本文:
————

DACS完成

先日のエントリーで、ジオタグを応用した無線LANデジカメの仕組みが出来たと書きました。
今回の電子カルテ更新にあたり、もう一つ導入したソリューションがあり、今日なんとか動き始めました。
 
PACSはPicture Archiving and Communication Systemsの略ですが、文書に派生させた造語としてあるDACS(Document Archiving and Communication Systems)を構築しました。
DACSは厳密には真正性を担保していなければならないので、本質的にはDACSとは一線を画しますが、当院のソリューションは以下です。
また、「DACS」は大阪大学附属病院と富士ゼロックスのソリューションの名前です。
 
まず、前提として当院の各部署・各病棟には至る所に某社の複合機(コピー・ファックス・スキャナ・プリンタ兼用機)が配置されています。
 
1.電子カルテに関わらず、スキャンの対象となる文書にトリガーとなるテキスト(具体的には「\\」)を埋め込みます。WordでもExcelでもNotepadでもOK。
2.診察室等で印刷ジョブをかけると、プリンタはトリガーを検知してトリガー以降の数値をバーコード化して印刷します。
3.最寄りの複合機にスキャンします。
4.複合機から文書サーバに配信され、文書サーバはスキャンした文書のバーコード(患者番号)を認識し、PACSサーバに投げます。
5.PACSビューワーでモダリティ指定で開けばスキャンした文書が見れます。
 
と、長々と書きましたが、人間の手間としては
1.印刷する
2.複合機にセットして「スタート」ボタンを押す
だけです。
 
1.文書の患者番号を確認して、患者さまのカルテ開いて(ここが一番手間)
2.文書をスキャナにセットして
3.電子カルテの「スキャン取り込み」を押して
4.カルテを閉じる
といった一連の手間と比べると圧倒的に早いです。間違って他人のカルテに貼りつけてしまうヒューマンエラーも防止できます。

————

データ項目:

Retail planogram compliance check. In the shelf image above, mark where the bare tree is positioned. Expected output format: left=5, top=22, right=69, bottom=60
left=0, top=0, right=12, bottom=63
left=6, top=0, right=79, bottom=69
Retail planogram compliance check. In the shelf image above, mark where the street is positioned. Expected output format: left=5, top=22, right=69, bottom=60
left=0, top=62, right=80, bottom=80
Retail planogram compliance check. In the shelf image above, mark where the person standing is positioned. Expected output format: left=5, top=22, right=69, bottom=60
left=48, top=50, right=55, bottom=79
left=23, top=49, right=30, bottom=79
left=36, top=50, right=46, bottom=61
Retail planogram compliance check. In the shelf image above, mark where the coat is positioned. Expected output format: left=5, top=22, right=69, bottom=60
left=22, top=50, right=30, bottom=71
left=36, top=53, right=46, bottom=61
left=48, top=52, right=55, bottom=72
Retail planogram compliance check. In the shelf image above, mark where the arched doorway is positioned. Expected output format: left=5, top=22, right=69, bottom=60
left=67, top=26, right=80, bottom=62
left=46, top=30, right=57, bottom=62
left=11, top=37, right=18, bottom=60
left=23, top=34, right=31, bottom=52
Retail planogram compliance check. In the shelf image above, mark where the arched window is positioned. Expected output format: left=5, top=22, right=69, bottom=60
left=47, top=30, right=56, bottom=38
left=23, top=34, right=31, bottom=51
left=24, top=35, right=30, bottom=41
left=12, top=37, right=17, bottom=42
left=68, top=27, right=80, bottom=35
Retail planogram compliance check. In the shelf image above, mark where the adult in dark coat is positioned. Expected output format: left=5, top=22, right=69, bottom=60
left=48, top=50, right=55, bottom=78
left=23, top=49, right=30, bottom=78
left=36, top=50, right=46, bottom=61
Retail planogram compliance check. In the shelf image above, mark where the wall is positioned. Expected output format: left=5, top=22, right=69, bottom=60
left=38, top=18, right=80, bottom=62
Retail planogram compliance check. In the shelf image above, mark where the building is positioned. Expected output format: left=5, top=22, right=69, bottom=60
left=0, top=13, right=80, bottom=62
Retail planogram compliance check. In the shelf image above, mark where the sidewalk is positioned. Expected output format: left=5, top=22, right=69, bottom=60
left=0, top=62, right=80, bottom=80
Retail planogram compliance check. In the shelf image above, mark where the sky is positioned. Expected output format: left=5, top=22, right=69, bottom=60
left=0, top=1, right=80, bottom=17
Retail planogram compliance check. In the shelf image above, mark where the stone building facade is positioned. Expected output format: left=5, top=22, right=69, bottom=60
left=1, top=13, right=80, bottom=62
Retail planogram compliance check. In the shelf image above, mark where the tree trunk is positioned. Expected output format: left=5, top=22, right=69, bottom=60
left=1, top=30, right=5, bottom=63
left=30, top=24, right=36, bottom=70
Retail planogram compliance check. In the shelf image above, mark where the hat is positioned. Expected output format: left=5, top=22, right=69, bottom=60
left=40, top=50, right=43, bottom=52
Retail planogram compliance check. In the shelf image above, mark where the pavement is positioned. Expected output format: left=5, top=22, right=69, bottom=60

————

取り組む課題:
本文に基づき、次の問いに答えてください。
(a) DACSは何の略とされていますか。
(b) 「DACS」という名前のソリューションは、どこのものだと書かれていますか。
(c) 従来の一連の手間のうち、「ここが一番手間」とされているのはどの作業ですか。

解答:
(a) Document Archiving and Communication Systems
(b) 大阪大学附属病院と富士ゼロックス
(c) 文書の患者番号を確認して、患者さまのカルテを開く作業